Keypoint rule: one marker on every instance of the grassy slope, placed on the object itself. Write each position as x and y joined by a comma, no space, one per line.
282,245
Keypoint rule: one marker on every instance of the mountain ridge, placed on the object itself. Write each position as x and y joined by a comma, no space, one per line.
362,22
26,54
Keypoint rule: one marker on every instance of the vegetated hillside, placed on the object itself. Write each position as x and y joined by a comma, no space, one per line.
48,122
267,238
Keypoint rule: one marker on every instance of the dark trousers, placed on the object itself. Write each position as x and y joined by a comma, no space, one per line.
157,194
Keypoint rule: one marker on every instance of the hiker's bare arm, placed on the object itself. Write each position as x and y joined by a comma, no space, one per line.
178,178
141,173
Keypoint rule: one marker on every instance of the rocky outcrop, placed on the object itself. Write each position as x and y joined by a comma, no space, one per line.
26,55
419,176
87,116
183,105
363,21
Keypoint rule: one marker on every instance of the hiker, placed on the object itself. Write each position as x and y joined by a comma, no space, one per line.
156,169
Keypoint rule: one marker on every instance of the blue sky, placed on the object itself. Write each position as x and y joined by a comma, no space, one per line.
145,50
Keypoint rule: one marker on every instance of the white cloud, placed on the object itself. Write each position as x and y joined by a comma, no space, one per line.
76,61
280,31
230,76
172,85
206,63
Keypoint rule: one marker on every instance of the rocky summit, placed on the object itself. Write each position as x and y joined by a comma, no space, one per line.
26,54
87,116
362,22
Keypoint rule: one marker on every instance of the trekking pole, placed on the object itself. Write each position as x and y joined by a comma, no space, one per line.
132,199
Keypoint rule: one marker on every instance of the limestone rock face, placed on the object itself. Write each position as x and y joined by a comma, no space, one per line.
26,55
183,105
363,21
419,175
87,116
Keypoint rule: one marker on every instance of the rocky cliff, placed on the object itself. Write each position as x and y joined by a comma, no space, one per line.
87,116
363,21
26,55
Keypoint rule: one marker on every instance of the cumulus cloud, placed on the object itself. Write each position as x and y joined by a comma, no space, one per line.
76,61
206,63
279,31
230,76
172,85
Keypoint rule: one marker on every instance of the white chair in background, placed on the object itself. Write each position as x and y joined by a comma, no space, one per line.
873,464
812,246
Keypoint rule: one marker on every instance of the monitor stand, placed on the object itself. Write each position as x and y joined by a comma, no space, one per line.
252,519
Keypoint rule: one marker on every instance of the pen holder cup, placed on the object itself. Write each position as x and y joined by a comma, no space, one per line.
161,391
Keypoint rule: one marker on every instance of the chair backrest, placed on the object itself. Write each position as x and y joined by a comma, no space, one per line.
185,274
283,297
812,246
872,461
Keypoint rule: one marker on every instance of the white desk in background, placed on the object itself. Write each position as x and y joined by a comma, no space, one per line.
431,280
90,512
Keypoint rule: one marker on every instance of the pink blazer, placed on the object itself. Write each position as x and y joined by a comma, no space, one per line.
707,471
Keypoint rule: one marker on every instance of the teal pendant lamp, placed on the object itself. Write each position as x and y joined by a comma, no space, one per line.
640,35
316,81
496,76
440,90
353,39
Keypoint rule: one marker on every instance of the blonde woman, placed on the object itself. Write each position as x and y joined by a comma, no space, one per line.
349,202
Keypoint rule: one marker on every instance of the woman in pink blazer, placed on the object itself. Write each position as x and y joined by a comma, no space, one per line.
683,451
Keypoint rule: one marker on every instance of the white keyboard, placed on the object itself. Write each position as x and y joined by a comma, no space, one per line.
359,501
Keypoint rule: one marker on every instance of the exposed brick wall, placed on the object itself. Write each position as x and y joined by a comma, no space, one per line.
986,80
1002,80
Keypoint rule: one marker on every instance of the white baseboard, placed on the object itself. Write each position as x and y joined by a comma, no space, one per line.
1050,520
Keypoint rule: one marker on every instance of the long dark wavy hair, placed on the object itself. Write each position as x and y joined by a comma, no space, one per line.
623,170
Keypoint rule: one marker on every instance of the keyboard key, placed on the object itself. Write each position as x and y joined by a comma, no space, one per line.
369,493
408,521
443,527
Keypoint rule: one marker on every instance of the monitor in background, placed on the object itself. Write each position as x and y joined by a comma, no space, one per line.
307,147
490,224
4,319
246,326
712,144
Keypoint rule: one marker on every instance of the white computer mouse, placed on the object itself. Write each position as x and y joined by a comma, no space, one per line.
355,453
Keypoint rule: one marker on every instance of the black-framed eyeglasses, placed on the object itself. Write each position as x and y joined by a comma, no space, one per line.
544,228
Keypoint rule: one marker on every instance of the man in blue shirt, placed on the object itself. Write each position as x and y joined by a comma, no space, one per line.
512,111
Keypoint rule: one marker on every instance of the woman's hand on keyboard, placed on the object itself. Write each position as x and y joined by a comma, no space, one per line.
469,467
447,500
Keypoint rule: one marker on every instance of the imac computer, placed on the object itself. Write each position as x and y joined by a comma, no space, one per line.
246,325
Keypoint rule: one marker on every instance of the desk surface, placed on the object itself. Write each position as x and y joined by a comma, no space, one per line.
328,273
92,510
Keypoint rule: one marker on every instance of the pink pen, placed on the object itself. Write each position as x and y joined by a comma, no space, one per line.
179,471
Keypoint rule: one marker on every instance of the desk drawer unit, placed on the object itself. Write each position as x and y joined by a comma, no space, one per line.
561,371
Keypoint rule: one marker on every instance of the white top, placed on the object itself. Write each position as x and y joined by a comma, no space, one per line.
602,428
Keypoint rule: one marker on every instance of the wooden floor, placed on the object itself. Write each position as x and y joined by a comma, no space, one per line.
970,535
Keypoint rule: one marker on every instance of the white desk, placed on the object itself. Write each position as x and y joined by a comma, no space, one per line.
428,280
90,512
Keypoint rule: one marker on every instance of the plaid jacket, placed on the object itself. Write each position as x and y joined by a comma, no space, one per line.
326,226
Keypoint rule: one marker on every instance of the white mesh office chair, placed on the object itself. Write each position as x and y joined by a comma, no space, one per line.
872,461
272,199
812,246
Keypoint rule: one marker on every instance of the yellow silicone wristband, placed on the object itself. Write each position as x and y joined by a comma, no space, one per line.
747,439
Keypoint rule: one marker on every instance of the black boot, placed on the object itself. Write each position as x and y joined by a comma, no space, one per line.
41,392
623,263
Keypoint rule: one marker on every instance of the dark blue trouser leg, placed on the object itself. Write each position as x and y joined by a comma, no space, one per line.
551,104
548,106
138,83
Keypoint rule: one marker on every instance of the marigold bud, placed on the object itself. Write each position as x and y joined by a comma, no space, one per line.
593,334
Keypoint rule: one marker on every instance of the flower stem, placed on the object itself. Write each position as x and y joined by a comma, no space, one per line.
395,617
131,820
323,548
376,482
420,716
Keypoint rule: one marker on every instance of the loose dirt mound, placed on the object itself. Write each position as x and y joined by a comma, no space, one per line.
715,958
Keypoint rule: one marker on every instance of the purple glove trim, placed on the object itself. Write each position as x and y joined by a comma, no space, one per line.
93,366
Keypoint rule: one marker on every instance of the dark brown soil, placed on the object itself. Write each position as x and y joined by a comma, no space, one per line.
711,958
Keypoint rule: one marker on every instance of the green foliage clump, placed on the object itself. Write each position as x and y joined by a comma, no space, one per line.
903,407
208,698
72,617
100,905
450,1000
+-------+
Word for word, return each of the entries shown above.

Keypoint rule: one marker on every instance of the grassy slope, placed on the object itself. Write each position as x and y joined by a comma, no space, one per line.
282,245
Keypoint rule: one marker on every instance of the mountain ridge, placed on the object itself. Write each position as x and y joined by a comma, no space, one per line.
362,22
26,54
Keypoint rule: one marker on every instance of the vegetated hillside, placed on the object itself. Write each position as x and y joined by a comma, no space, one per line.
48,122
267,238
Keypoint rule: one marker on every instance of the dark trousers, placed on the object itself. Write each position as x and y joined by a comma, no space, one per line.
157,194
Keypoint rule: one marker on every instance of the hiker's bare arm, placed on the object itself. Write each position as x and y joined by a comma, no space, one per line.
178,178
141,173
Keypoint rule: one marker on every instance of the rocky outcrop, placed on the object itself. Write each position as x and y joined by a comma, no space, one per line.
26,55
419,176
87,116
183,105
363,21
Keypoint rule: one marker on every instance of the hiker, placed on the object itself. Write each position as x and y joined by a comma, no space, one per line.
156,169
Keypoint rule: one marker on every instance of the blue sky, placed on the object itself. Write each position as x and y joined by a comma, no space, one per line.
145,50
Keypoint rule: one marker on every instance of the white cloud, placed on the object itself. Write each position as x and y joined by a comma, no space, one per line.
76,61
280,31
230,76
172,85
206,63
Keypoint rule: one marker on every instance of the rocky summit, placed on the object itself. Write each position as x and y joined by a comma, no space, one per line.
26,54
87,116
362,22
Keypoint rule: one marker on every instance of the trekking pole, placed on the object itself. Write each position as x and y joined by a comma, no space, one per line.
132,199
Keypoint rule: one marker on every instance of the limestone rock face, placed on the object itself. Write each position as x and y joined by a comma, no space, one per line.
26,55
183,105
363,21
419,175
87,116
Keypoint rule: one marker on every instance of the rocky cliff, placed on the object itself. Write each position as x and y joined by a comma, no space, one per line.
87,116
363,21
26,55
Keypoint rule: one marker on every instance of the cumulus cloud, placed on the object itself. Write each position as x and y joined by a comma, no space, one per line.
76,61
206,63
279,31
230,76
172,85
Keypoint rule: one marker on every instance of the white chair in background, placed on the object itself. Write each position as x and y joined by a comma, no space, one per line.
873,464
812,246
Keypoint rule: one marker on every instance of the monitor stand, placed on the object itself. Write each position as x and y joined by a comma, no space, one per line.
252,519
Keypoint rule: one marker on every instance of the pen holder cup, placed on the object itself. Write each position as x and y joined by a comma, no space, one per line.
161,391
Keypoint rule: one marker on every instance of the chair backrest, placed on the object itself. Write each position as x and y joined by a comma, no space, one per line.
185,274
283,297
812,246
872,461
Keypoint rule: one marker on every instance of the white desk in background, placed on the object itself. Write each position as x and y joined by a comma, no space, one per line.
431,280
90,512
Keypoint rule: one marker on every instance of the pink blazer, placed on the object itself. Write each position as x and y joined by a comma, no space, one per line.
707,471
Keypoint rule: one marker on every instance of the teal pendant lamp, placed on the object itself. Write each position as x and y joined by a comma, no space, one per line.
640,35
316,81
496,76
440,90
353,39
Keypoint rule: one marker on every instance of the blonde woman, placed on the object itself. Write each position as x and y joined by a comma, no space, one per line.
349,202
Keypoint rule: one marker on every instance of the woman in pink blazer, placed on the object itself. Write each position as x and y joined by a comma, no space, one per line.
683,451
Keypoint rule: one marker on every instance of the white keyboard, placed on the object itself. Write each position as x and y joined by a comma, no space, one per line.
359,501
Keypoint rule: one marker on every instance of the exposed brick wall, placed on the object itself. Write each position as x and y joined by a comma, no space, one per line.
986,80
1002,80
Keypoint rule: one marker on every instance of the white baseboard, placed on the object itself. Write each position as x and y joined by a comma, no space, one per line.
1050,520
Keypoint rule: one marker on every instance of the long dark wavy hair, placed on the object itself. Write each position as x and y joined by a comma, no space, one per line.
623,170
Keypoint rule: one marker on every instance of the keyboard key, placed on the object itself. Write each position as x and y joined by a comma, no space, one per line.
369,493
408,521
443,527
Keypoint rule: one marker on every instance of the monitor in background, placed on the object itself. Write each position as x and y joined by a comma, no space, one per line.
307,147
490,224
4,319
246,326
712,144
Keypoint rule: one marker on every instance of the white computer mouse, placed on the object itself. Write each position as x and y joined by a comma, no space, one per line.
355,453
Keypoint rule: one marker on every instance of the black-framed eyeglasses, placed on the object itself. Write each position as x and y joined by a comma, no space, one per line.
544,228
Keypoint rule: one marker on every instance of the man in blue shirt, placed on the object itself. Write each position as x and y joined by a comma, no space, one per line.
512,111
Keypoint rule: one marker on every instance of the woman's hand on keyboard, placed on the object itself. Write each position as x and y joined by a comma, no space, one per line.
469,467
447,500
Keypoint rule: one marker on every instance of the imac computer, placed on the object itself. Write each position as x and y joined by a comma, no space, one per line.
246,325
Keypoint rule: one marker on every instance of the desk surface, placed on the object itself. Write each position as x and y joined by a comma, no space, one per line.
328,273
92,510
Keypoint rule: one marker on every instance of the pink pen, placed on the object itself. Write each position as x and y joined by a comma, no space, one per line.
179,471
Keypoint rule: one marker on every instance of the desk drawer unit, placed on the object itself. Write each position as x and y joined by a comma, no space, one per line.
561,371
Keypoint rule: one marker on every instance of the white top, placed on the object itself. Write each position as x and y joined by a comma, no space, one per line.
602,428
Keypoint rule: one marker on every instance of the wooden floor, placed on the object itself. Write each position as x and y joined by a comma, no space, one per line.
970,535
Keypoint rule: one marker on every instance of the white desk, placed on the object itself. Write each position as x and y joined by a comma, no space, one per line.
428,280
90,512
Keypoint rule: one marker on every instance of the plaid jacket, placed on the object itself. Write each position as x and y joined by a comma, no space, one per line.
326,226
Keypoint rule: one marker on every instance of the white mesh office chair, placed on the object itself. Write each position as x and y joined by a comma, no space, one per line.
872,461
272,199
812,246
Keypoint rule: one marker on every instance of the yellow silicone wristband, placed on the object itself. Write each position as x and y joined by a comma, no space, one per line.
747,439
Keypoint rule: one marker on every instance of the black boot, placed on the object itself. Write each position as x and y joined by a comma, no space, one per line.
41,392
623,263
Keypoint rule: one marker on every instance of the dark blue trouser leg, placed on the object itself. Write each position as x and y joined by a comma, no space, one per line.
551,104
548,106
138,83
Keypoint rule: one marker on every instance of the marigold bud, placed on the object itself. Write each position as x and y joined by a comma, no space, one per line.
593,334
Keypoint rule: one marker on every instance of the flower stem, placed on the object itself. Write each position as x and y joined by a comma, no space, one per line.
395,617
131,820
323,548
376,482
420,716
Keypoint rule: one marker on every instance of the loose dirt mound, placed on the object itself. Write each position as x and y joined by a comma, no space, one per line.
715,958
Keypoint rule: one marker on every instance of the purple glove trim, placed on the object itself. Write each position as x and y joined by a comma, no space, one per line.
93,366
Keypoint rule: one marker on every instance of the dark brown soil, placed on the object itself. Write each position as x and y joined by a comma, no space, one per line.
711,958
Keypoint rule: one marker on every instance of the green foliage clump, placed on the object itself. Write each position as x and y joined by a comma, no space, one per line.
903,407
208,698
72,617
100,905
450,1000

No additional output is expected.